INFORMATION SHOWN -
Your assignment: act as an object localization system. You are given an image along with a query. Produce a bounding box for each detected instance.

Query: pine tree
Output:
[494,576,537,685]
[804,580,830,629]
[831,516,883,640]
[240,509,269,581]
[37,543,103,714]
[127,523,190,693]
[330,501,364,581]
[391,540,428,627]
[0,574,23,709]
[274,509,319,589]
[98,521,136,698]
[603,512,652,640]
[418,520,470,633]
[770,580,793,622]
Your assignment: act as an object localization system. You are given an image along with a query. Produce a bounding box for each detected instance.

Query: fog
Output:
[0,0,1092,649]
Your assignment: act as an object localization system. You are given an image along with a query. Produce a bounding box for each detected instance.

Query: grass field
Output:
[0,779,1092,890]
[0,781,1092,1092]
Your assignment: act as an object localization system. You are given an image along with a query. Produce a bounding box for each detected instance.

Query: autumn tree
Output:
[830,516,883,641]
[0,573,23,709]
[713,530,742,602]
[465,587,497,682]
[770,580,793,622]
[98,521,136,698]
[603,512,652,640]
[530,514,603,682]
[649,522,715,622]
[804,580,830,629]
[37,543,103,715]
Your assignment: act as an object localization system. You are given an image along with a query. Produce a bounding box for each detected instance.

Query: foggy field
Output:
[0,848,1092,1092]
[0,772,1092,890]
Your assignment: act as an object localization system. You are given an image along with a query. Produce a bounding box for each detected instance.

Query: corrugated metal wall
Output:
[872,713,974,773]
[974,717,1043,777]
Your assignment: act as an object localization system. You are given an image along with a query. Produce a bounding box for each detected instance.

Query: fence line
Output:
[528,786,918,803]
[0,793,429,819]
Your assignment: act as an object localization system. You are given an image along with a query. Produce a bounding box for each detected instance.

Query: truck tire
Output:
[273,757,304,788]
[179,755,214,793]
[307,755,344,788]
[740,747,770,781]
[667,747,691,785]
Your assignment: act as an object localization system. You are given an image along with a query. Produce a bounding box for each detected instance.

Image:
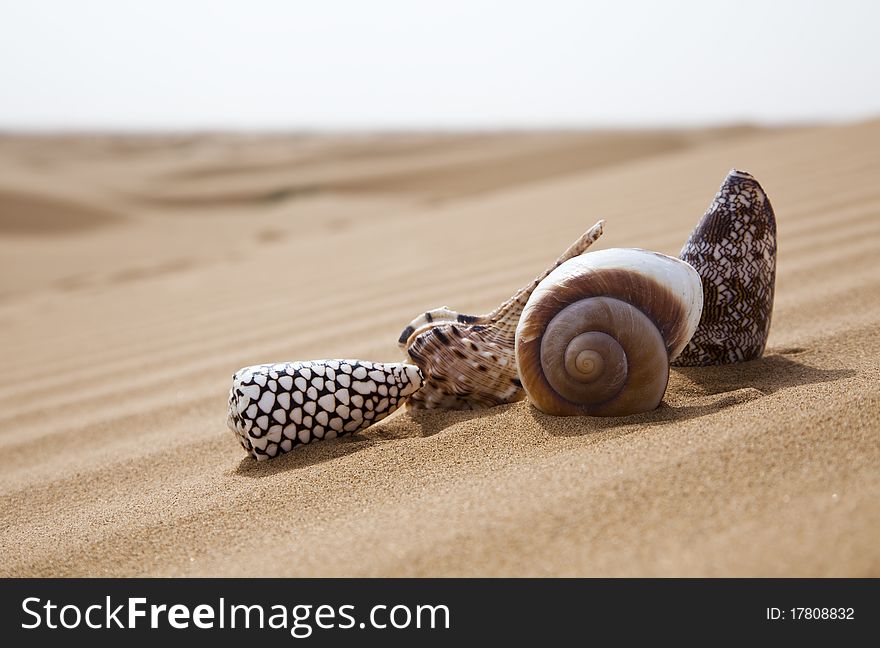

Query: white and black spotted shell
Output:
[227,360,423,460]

...

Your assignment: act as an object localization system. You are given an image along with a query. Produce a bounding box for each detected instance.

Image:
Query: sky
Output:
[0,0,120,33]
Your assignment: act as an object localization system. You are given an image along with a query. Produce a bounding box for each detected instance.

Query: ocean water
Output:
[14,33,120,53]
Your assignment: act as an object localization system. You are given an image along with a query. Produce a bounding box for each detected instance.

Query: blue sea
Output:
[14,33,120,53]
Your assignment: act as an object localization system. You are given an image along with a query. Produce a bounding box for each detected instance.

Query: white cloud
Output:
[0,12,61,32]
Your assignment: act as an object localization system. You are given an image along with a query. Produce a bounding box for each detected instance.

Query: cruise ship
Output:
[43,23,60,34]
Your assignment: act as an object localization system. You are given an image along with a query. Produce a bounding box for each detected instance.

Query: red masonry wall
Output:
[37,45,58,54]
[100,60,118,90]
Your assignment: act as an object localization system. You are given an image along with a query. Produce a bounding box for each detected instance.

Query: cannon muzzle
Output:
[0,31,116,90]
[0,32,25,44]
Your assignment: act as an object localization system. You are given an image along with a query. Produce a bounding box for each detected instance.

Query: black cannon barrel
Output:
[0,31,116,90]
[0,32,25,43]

JOB - Pick out every line in the rows above that contains the word "white" and copy each one. Case counts.

EXERCISE RESPONSE -
Query: white and black spotted shell
Query: white cloud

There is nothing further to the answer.